*Task to complete*
Repeat the entries without change, omitting the pictures.

Saved entries

▽

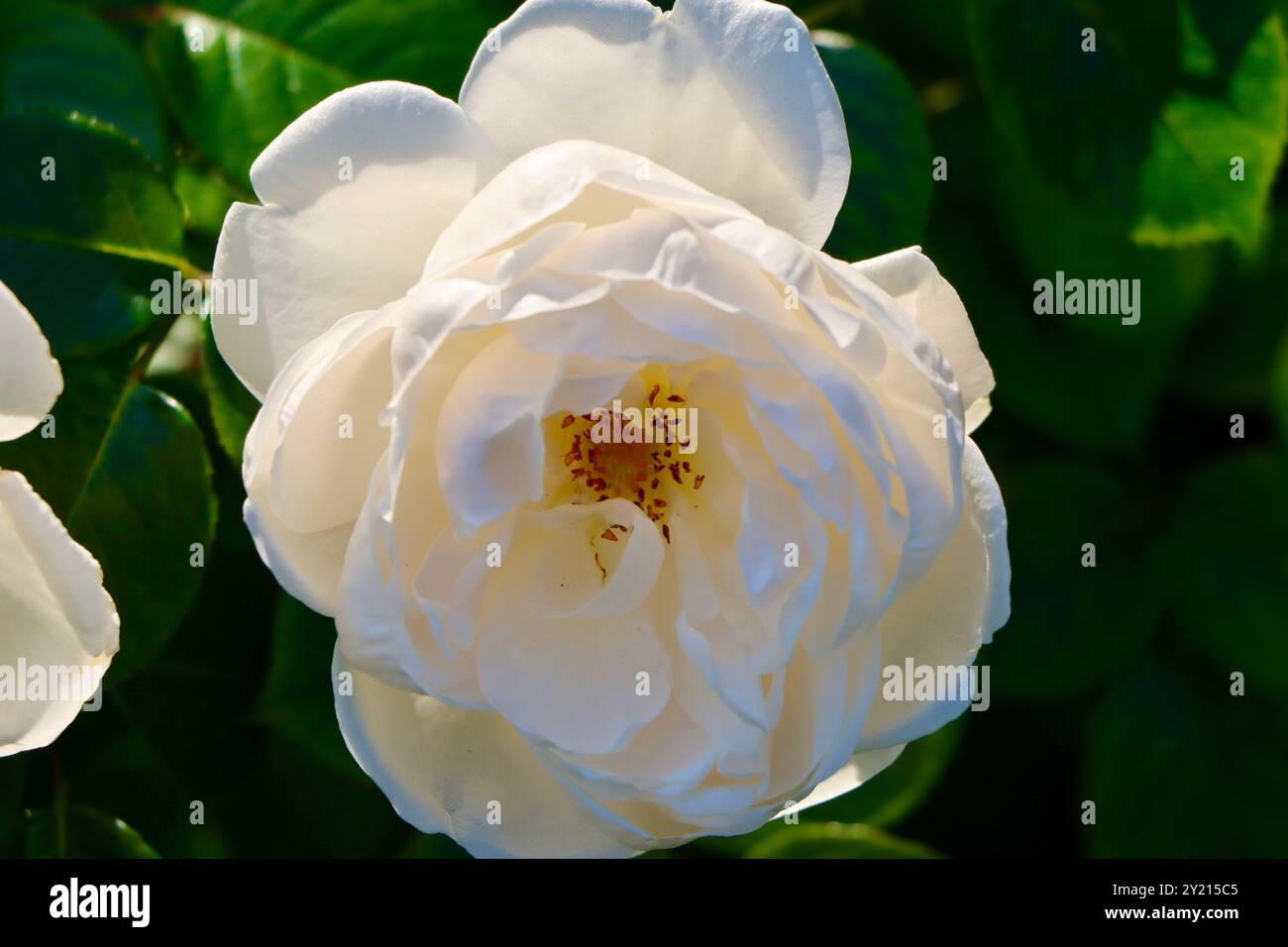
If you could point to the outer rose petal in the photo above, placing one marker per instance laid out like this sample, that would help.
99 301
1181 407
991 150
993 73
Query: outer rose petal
442 768
323 248
30 380
728 93
949 613
53 612
861 768
912 278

△

*Problem solution*
If you could point to the outer rose petal in the photo above, placing one marker per instance laid out like this sample, that would help.
99 301
1181 407
991 150
993 73
Query: outer rose petal
442 768
323 248
30 380
728 93
949 613
53 612
861 768
912 278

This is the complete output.